§ COMPITI DELL'ESERCIZIO:
1) Riscrivi sotto forma di elenco puntato il paragrafo del testo sulle crisi che inizia con «Altre crisi sono più contingenti», conservandone i fatti principali.
2) Rispondi in base al testo sulle crisi:
(a) Quali crisi strutturali vengono elencate?
(b) In quali paesi le Primavere arabe hanno portato a conflitti ancora aperti?
(c) In quale università insegna Alessia Melcangi?
3) Procedi con il testo sulle crisi a partire dal punto in cui si interrompe.

Alcune crisi sono di certo strutturali: lo squilibrio demografico, la mancata perequazione socio-economica, il cambiamento climatico con i disastri ecologici che sta provocando. 

Altre crisi sono più contingenti, legate a difficili congiunture economiche (aumento del prezzo del grano o del petrolio), a instabilità politiche, a scontri settari come la polarizzazione interna alla umma islamica tra sunniti e sciiti, effetto della rivalità tra Iran e monarchie del Golfo ed Egitto; alle conseguenze delle cosiddette Primavere arabe che hanno portato a conflitti ancora aperti come in Libia, nello Yemen, a una Siria stabilizzata ma tutta da ricostruire, al pericolo che ancora rappresenta la minaccia securitaria jihadista, alle contese geopolitiche e geoenergetiche che ruotano attorno al Mediterraneo orientale che rappresenta oggi, per lo sfruttamento e il controllo delle immense risorse offshore di gas naturale trovate in questo bacino, quella che alcuni ricercatori definiscono the eye of a gathering geopoliticalstorm”, ricorda Alessia Melcangi, docente di Storia contemporanea del Nord Africa e del Medio Oriente alla Sapienza di Roma e non-resident fellow dell’Atlantic Council.

§ Voci di un dataset:
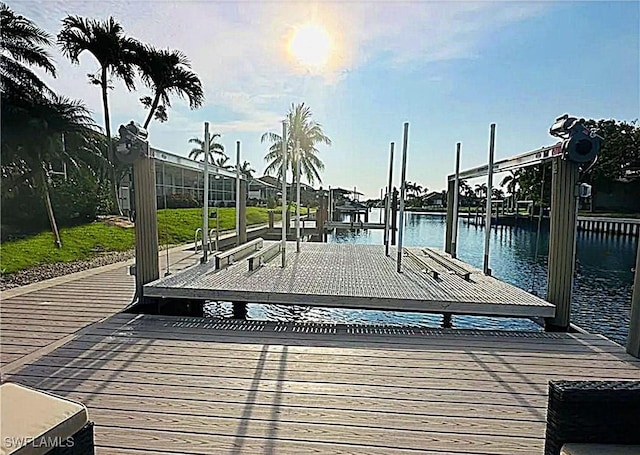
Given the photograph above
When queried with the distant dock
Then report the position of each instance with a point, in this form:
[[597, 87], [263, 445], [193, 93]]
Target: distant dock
[[355, 276]]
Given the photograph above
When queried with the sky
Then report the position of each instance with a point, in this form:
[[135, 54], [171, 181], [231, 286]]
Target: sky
[[449, 68]]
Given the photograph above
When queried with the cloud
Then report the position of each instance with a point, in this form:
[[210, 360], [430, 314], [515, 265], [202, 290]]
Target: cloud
[[239, 48]]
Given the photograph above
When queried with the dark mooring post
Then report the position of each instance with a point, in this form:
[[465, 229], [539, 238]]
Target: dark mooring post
[[562, 241], [448, 236], [394, 216], [146, 222], [633, 340], [242, 219]]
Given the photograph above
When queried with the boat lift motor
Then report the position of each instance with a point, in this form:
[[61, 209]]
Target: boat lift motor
[[132, 143], [579, 143]]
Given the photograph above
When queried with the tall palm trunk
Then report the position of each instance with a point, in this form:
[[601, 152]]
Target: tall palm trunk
[[44, 187], [107, 127], [154, 106]]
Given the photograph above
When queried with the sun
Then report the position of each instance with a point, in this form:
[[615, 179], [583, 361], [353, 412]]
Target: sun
[[310, 45]]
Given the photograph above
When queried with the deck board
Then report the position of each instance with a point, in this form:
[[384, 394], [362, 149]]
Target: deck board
[[192, 386], [353, 276]]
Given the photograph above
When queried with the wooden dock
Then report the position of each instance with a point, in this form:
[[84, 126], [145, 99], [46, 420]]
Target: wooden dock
[[39, 317], [169, 385], [355, 276]]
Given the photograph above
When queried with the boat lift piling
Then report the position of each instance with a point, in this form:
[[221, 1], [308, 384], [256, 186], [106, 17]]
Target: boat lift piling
[[205, 205], [388, 202], [403, 191], [284, 194], [297, 171], [487, 233], [456, 192], [238, 242]]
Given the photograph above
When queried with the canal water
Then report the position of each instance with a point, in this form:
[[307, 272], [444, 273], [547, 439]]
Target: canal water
[[602, 288]]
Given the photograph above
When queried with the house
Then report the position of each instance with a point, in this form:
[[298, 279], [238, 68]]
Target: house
[[262, 191], [435, 199]]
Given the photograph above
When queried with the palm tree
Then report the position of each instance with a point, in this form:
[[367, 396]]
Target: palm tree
[[22, 44], [512, 182], [481, 191], [32, 132], [413, 189], [223, 162], [246, 170], [167, 72], [215, 148], [301, 130], [116, 55]]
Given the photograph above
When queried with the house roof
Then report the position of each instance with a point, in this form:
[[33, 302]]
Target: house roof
[[276, 183], [343, 191]]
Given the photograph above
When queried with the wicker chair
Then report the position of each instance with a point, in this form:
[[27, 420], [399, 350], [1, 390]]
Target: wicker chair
[[598, 412], [36, 422]]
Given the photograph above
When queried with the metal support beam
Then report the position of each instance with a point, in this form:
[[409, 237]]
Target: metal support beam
[[403, 192], [456, 191], [387, 208], [515, 162], [205, 197], [487, 225], [330, 204], [237, 193], [449, 220], [562, 241], [297, 196], [242, 220], [285, 228], [146, 222], [394, 216], [633, 340]]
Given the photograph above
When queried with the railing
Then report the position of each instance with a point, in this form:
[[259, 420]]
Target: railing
[[216, 241], [195, 239], [263, 256], [230, 256]]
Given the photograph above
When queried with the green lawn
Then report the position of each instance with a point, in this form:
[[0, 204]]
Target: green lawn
[[175, 226]]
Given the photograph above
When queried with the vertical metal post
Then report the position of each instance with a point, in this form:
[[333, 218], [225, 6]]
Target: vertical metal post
[[284, 193], [297, 196], [205, 191], [633, 340], [237, 193], [487, 224], [403, 191], [448, 235], [456, 191], [388, 201]]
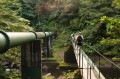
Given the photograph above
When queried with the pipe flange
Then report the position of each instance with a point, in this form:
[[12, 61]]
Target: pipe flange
[[34, 33], [7, 46]]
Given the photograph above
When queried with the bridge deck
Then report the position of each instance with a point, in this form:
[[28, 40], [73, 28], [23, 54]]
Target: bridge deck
[[86, 70]]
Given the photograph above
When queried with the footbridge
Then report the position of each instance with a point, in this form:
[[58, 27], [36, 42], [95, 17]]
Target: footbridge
[[92, 66], [33, 44]]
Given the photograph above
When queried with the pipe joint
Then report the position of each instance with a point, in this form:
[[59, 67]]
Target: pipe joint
[[34, 33], [7, 46]]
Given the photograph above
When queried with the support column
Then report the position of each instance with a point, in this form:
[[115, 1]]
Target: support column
[[31, 60], [46, 47]]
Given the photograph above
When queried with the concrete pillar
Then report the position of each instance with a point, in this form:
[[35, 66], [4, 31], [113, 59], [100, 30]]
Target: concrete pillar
[[31, 60]]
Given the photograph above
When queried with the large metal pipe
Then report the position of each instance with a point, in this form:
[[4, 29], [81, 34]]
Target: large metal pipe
[[13, 39]]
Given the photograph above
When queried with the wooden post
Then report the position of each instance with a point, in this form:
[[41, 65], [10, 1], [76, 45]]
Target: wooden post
[[31, 60]]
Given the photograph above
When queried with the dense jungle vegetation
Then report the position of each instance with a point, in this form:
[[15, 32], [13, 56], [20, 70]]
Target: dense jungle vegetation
[[98, 20]]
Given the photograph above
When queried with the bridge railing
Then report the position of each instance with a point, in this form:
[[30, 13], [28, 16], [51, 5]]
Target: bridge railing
[[87, 68], [105, 65]]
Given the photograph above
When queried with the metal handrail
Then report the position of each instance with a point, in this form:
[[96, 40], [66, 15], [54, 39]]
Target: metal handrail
[[102, 55]]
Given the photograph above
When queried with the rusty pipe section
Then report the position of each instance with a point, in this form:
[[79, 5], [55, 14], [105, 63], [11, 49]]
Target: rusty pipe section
[[13, 39]]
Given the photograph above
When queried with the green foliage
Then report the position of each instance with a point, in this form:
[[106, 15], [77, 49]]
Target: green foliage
[[9, 20], [12, 22], [113, 31]]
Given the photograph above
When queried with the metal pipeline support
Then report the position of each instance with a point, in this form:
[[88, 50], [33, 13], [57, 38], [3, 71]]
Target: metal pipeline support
[[13, 39]]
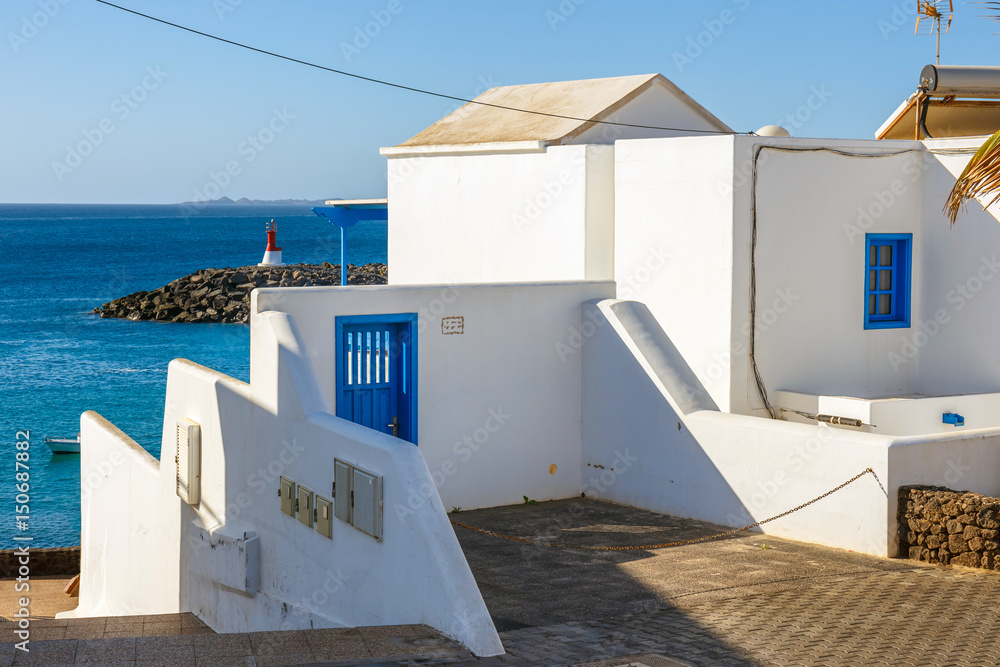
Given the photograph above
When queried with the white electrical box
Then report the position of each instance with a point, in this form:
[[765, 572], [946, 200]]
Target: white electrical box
[[305, 505], [324, 517], [286, 491], [358, 498], [188, 461], [367, 511], [342, 490]]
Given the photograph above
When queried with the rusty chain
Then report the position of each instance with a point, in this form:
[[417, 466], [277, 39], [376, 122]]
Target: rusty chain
[[664, 545]]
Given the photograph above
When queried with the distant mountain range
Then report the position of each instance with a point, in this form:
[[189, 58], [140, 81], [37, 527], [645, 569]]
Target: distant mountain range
[[243, 201]]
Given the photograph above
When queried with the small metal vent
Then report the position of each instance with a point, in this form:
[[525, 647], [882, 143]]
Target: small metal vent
[[188, 460]]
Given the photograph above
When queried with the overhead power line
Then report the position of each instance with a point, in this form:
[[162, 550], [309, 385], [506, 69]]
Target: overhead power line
[[398, 85]]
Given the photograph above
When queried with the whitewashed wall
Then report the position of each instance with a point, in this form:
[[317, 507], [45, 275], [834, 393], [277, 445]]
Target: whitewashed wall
[[130, 549], [135, 524], [498, 405], [502, 216], [653, 438], [673, 245], [683, 234], [813, 210]]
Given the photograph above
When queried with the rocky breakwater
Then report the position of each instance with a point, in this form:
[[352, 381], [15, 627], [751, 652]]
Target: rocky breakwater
[[223, 295]]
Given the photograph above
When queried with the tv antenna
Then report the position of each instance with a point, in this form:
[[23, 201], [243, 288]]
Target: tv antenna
[[930, 14]]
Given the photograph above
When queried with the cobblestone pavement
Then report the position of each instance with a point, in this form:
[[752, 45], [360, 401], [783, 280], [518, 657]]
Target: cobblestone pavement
[[892, 618], [795, 604]]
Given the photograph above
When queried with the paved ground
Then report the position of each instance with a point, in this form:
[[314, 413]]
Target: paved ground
[[747, 600]]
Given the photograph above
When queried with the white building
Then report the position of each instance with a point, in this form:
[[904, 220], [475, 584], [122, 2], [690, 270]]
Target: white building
[[570, 312]]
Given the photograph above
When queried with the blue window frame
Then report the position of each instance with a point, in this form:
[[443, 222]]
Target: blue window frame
[[887, 280]]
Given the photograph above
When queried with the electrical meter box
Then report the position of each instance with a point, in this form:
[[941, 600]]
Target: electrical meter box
[[342, 490], [367, 512], [358, 498], [305, 508], [324, 516], [287, 493]]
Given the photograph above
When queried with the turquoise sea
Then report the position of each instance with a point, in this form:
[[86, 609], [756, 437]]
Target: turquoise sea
[[57, 360]]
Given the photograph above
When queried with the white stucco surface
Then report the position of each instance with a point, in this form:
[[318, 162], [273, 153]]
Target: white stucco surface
[[235, 559], [502, 217], [653, 439], [499, 405]]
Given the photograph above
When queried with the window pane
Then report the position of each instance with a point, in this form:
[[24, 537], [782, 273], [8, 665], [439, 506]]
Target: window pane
[[885, 304], [885, 255]]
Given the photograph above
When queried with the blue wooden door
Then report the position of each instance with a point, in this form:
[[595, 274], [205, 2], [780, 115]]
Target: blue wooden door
[[375, 383]]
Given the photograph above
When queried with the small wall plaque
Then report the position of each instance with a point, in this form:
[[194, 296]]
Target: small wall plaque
[[450, 325]]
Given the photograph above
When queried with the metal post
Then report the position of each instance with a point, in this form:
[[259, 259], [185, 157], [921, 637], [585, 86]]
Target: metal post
[[343, 255]]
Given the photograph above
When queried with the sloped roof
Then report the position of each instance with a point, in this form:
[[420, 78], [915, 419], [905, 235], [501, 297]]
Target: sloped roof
[[945, 118], [590, 99]]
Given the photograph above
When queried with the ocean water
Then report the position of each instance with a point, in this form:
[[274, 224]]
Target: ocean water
[[57, 359]]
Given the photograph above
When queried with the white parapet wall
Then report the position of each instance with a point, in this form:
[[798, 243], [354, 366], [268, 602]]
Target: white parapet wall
[[234, 558], [501, 214], [130, 553], [654, 438], [499, 405]]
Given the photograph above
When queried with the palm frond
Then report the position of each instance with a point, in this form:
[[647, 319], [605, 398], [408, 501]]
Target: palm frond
[[979, 179]]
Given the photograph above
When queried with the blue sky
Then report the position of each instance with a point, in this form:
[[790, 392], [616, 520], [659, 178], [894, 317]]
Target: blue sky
[[100, 106]]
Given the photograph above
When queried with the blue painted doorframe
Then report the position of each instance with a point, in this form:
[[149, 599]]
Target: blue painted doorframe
[[377, 372]]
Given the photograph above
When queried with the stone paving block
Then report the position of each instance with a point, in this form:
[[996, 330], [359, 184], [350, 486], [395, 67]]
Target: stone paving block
[[233, 645], [282, 644], [105, 651], [336, 644], [161, 628], [47, 652]]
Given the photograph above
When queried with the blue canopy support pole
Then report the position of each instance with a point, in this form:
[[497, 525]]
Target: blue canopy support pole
[[343, 255], [344, 213]]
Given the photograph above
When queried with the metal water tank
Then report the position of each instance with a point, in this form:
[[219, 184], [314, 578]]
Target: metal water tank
[[946, 79]]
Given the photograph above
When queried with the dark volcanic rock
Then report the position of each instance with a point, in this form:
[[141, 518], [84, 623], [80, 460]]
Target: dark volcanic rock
[[223, 295]]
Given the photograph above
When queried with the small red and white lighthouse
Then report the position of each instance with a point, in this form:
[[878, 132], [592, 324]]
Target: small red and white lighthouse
[[272, 256]]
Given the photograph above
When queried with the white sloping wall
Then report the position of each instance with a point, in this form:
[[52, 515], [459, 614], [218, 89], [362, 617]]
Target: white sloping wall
[[499, 405]]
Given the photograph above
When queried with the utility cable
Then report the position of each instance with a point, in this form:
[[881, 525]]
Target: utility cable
[[399, 85]]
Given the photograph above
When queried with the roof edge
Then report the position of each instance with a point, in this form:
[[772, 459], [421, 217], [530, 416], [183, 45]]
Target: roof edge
[[427, 150]]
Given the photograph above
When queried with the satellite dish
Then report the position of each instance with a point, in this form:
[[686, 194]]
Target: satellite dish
[[772, 131]]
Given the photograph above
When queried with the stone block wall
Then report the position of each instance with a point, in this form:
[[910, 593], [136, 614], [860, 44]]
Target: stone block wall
[[938, 525]]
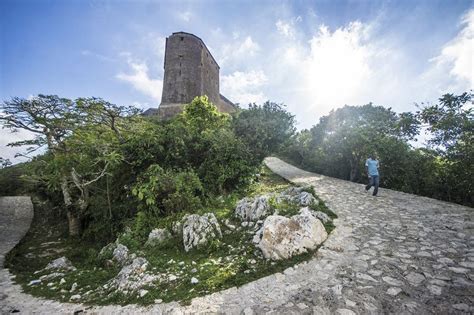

§ SOLUZIONI:
1)
Secondo Alessia Melcangi, docente di Storia contemporanea del Nord Africa e del Medio Oriente alla Sapienza di Roma e non-resident fellow dell'Atlantic Council, altre crisi sono più contingenti e dipendono da:
- difficili congiunture economiche, come l'aumento del prezzo del grano o del petrolio;
- instabilità politiche;
- scontri settari, come la polarizzazione tra sunniti e sciiti nella umma islamica, effetto della rivalità tra Iran e monarchie del Golfo ed Egitto;
- conseguenze delle Primavere arabe, cioè conflitti ancora aperti in Libia e nello Yemen e una Siria stabilizzata ma tutta da ricostruire;
- la minaccia securitaria jihadista;
- contese geopolitiche e geoenergetiche nel Mediterraneo orientale, legate allo sfruttamento e al controllo delle immense risorse offshore di gas naturale.

2)
(a) Lo squilibrio demografico, la mancata perequazione socio-economica e il cambiamento climatico con i disastri ecologici che sta provocando.
(b) In Libia e nello Yemen.
(c) Alla Sapienza di Roma.

3)
“Altrettanto molteplici — continua Melcangi in una conversazione con Formiche.net — sono dunque le sfide principali poste da tali crisi all’Europa e all’Italia, sfide derivanti da scenari conflittuali per lo più interconnessi tra loro: la crisi migratoria è un esempio evidente di una dinamica che ha avuto e continuerà ad avere un forte impatto sulla sponda Nord del bacino per i decenni a venire in termini umanitari prima di tutto, ma anche di sicurezza; l’instabilità politica, istituzionale ed economica che caratterizza ormai la Libia dalla caduta del rais Gheddafi rappresenta una sfida fondamentale per l’Unione Europea e l’Italia in termini non solo di stabilità del bacino, di interessi economici ma anche energetici, questione quella della sicurezza energetica che in questa congiuntura particolare di certo riveste un ruolo di primissimo piano”.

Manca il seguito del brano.